### Source passage
════
Without seeing and touching the furniture I do not have a strong opinion on the ply and timber choice questions. From the age of the piece the ply is most likely what one would expect to find so may have some more historical integrity than a replacement. For me, the choice would depend on the condition of the material - if it is damaged or delaminating I would replace it otherwise not.

I hope that this helps.
David

Xanthorrhoeas
15th August 2015, 12:11 PM
Re: "I am considering getting a French Style Vintage ShabbyChic Table and removing the old paint from it to restore it back to it's former glory but I am concerned that if I do this then I could be destroying a perfectly good table. below is a link to see the listing for the item. Cheers WC
http://www.ebay.com.au/itm/Beautiful...b4595#shpCntId (http://www.ebay.com.au/itm/Beautiful-French-Style-Vintage-Shabby-Chic-Table-/181780825493?pt=LH_DefaultDomain_15&hash=item2a52fb4595#shpCntId)"

The table in question, as a coffee table height item (50 cm), is not an antique. They did not have coffee tables in the 19th century, they had much higher wine tables and sofa tables. It is therefore a reproduction table from some unknown date but probably somewhere in the range 1950's to 1980's (it is difficult to date repros). As such, I do not think that there is any "former glory" to restore it to. It also looks to be in ghastly condition to me. IMHO the asking price is over the top as in that condition I would think it was worth maybe $25, but I do not deal in second hand furniture so I may be completely out of touch there.

However, if you like it and need a coffee table that looks like that then that is a different question altogether. It looks as though it may have had a shellac or varnish finish at some stage and sometimes using a heat gun you can scrape off the paint over the top and then clean it up with a solvent for the finish (metho for shellac, thinners for many varnishes - but good ventilation essential for your health).

Good luck.
════
### Provided records

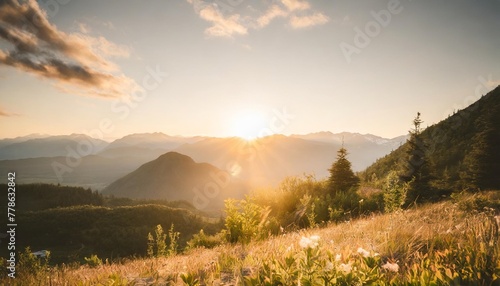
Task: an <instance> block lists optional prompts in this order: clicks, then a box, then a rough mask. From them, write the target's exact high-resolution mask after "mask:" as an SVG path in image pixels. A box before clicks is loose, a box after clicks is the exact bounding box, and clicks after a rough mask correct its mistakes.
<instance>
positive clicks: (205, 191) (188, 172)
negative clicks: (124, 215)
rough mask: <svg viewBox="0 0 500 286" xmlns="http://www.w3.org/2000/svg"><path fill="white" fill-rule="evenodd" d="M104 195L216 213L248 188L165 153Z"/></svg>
mask: <svg viewBox="0 0 500 286" xmlns="http://www.w3.org/2000/svg"><path fill="white" fill-rule="evenodd" d="M102 193H103V194H105V195H114V196H117V197H127V198H133V199H164V200H169V201H179V200H184V201H188V202H189V203H191V204H192V205H193V206H195V207H196V208H197V209H199V210H205V211H207V210H220V209H222V208H223V207H224V200H225V199H227V198H236V199H242V198H243V196H244V194H246V193H248V186H246V185H245V184H244V183H243V182H242V181H241V180H239V179H237V178H235V177H233V176H231V174H229V173H228V172H225V171H223V170H220V169H219V168H217V167H214V166H213V165H210V164H208V163H196V162H195V161H194V160H193V159H191V158H190V157H188V156H186V155H182V154H179V153H177V152H168V153H166V154H163V155H161V156H160V157H158V158H157V159H155V160H153V161H150V162H148V163H145V164H143V165H142V166H140V167H139V168H137V169H136V170H135V171H133V172H131V173H129V174H127V175H126V176H124V177H122V178H120V179H118V180H116V181H115V182H113V183H112V184H110V185H109V186H107V187H106V188H105V189H104V190H103V191H102Z"/></svg>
════
### Task set
- A) Using the furniture forum text, decide whether each statement agrees with it. For each, answer yes or no and quote the words that decide it. (i) The table in question is about 50 cm high. (ii) The writer deals in second hand furniture. (iii) Metho is given as the solvent for a shellac finish.
- B) From the furniture forum text, retype the stretch from "However, if you" through "for your health).".
- C) In the furniture forum text, what does the writer think the table was worth in its current condition?

### Responses by task
- A)
(i) Yes: "as a coffee table height item (50 cm)"
(ii) No: "but I do not deal in second hand furniture"
(iii) Yes: "metho for shellac"

- B)
However, if you like it and need a coffee table that looks like that then that is a different question altogether. It looks as though it may have had a shellac or varnish finish at some stage and sometimes using a heat gun you can scrape off the paint over the top and then clean it up with a solvent for the finish (metho for shellac, thinners for many varnishes - but good ventilation essential for your health).

- C) Maybe $25.